■ WHAT YOU NEED TO DO ■
Copy the complete listing exactly as shown.

START DATA EXTRACT

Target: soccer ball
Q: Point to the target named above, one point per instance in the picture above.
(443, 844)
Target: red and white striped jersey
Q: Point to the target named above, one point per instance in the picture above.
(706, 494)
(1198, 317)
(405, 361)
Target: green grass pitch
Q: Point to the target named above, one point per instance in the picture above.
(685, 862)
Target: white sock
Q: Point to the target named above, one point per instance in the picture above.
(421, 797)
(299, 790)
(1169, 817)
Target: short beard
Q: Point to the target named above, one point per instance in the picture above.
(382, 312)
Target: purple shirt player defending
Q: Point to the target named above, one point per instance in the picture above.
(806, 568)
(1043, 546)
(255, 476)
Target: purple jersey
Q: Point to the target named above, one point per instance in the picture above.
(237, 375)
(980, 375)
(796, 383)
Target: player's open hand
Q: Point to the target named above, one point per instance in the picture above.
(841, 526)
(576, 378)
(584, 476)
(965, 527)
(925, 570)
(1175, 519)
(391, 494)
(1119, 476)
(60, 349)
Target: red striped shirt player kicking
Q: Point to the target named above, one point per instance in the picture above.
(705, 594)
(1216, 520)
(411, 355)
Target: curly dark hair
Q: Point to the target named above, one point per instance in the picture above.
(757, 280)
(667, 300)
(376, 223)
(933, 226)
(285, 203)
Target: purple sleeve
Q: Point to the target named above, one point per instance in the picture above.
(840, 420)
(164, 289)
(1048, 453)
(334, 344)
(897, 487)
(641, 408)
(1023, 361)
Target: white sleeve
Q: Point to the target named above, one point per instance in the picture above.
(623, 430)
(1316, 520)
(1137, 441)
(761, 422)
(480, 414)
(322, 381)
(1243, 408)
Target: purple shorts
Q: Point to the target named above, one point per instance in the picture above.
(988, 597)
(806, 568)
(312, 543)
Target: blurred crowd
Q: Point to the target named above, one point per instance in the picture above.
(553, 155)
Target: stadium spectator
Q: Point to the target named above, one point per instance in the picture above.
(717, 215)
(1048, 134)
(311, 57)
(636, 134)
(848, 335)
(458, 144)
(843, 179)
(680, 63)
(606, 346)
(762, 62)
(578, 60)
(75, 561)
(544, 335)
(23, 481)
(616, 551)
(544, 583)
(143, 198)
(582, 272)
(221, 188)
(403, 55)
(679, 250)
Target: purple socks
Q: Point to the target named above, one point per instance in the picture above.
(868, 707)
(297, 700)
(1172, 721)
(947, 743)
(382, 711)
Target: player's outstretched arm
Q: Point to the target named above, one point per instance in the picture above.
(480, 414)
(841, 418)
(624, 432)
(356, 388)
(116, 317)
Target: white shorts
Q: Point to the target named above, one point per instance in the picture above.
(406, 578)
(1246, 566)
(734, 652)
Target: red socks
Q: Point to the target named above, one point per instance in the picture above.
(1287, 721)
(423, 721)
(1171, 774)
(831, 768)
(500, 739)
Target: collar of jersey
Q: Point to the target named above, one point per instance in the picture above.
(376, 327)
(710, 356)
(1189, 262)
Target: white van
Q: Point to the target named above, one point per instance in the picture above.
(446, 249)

END DATA EXTRACT

■ PROBLEM SOLUTION ■
Target: soccer ball
Q: Point to the target named above, one point per instance in the picture above.
(443, 844)
Target: red and white striped jersey
Q: Point to the target named above, one point per instance in the picture above.
(706, 494)
(1198, 317)
(405, 361)
Target: green grass pitch
Q: Point to the target named above, one point per instance in the picture above.
(685, 862)
Target: white sock
Q: Point to the target named above, one point per instance in the picture above.
(421, 797)
(299, 790)
(1169, 817)
Target: short beard
Q: Point to the target named above, one point per instance in the picture above.
(382, 312)
Target: purple shirt player defending
Q: Point to the target named above, one point per instance in the picture above.
(806, 568)
(1043, 546)
(255, 476)
Target: purple jersey
Q: Point to the target named above, one point per instance in the picture above.
(237, 375)
(980, 375)
(796, 383)
Target: player's open hand
Q: Point to the target named above, one point per instance in the picture above.
(841, 526)
(576, 378)
(584, 476)
(965, 527)
(925, 570)
(1175, 519)
(391, 494)
(1119, 476)
(60, 349)
Target: red striped shirt player kicking
Q: Point to the target named above, one point per instance in the picture above.
(705, 594)
(1216, 520)
(411, 355)
Target: curly dark hair
Q: Point to the target named above, one point per instance in the picture above.
(757, 280)
(667, 300)
(376, 223)
(933, 226)
(285, 203)
Target: purple sleeve
Q: Point to the target named above, one point per instance in the picture above.
(840, 420)
(164, 289)
(1048, 453)
(334, 344)
(897, 487)
(641, 408)
(1023, 361)
Target: white sleeve
Q: Point to the target named above, one point per instance in the picture above.
(623, 430)
(1316, 520)
(1137, 441)
(761, 422)
(480, 414)
(322, 381)
(1243, 408)
Target: purple shorts
Q: Point to the target named above, one point per instance in the picture above.
(988, 597)
(806, 568)
(312, 543)
Target: blurred crowd
Q: Point to the target named above, one point per instance in the picture above.
(553, 155)
Target: stadium spectator
Q: Point to the target named above, one point per instance in the picture above.
(717, 215)
(1048, 134)
(311, 57)
(636, 134)
(848, 335)
(458, 144)
(843, 179)
(680, 63)
(606, 346)
(762, 62)
(578, 60)
(75, 561)
(544, 335)
(23, 481)
(616, 551)
(544, 583)
(143, 198)
(582, 272)
(221, 188)
(403, 55)
(679, 250)
Target: purple socks
Q: Point to the target named above, one point per instance in the picture above.
(868, 707)
(297, 700)
(1172, 721)
(947, 743)
(382, 711)
Target: player's outstretched arm
Q: Point to the target named above, one point per instance in the picture above.
(480, 414)
(841, 418)
(624, 432)
(356, 388)
(116, 317)
Target: white shorts
Q: Point to the target named above, one point per instance in the picture above.
(406, 578)
(1246, 566)
(734, 652)
Target: red socks
Q: Point to the target named above, one point per instance in the picture above.
(1287, 721)
(423, 721)
(1171, 774)
(831, 768)
(500, 739)
Target: collar of jersey
Q: Point to the target named above, one point per instance in the picture above.
(376, 327)
(710, 356)
(1189, 262)
Target: white van
Q: Point to the target named above, one point per instance in the picture above.
(446, 249)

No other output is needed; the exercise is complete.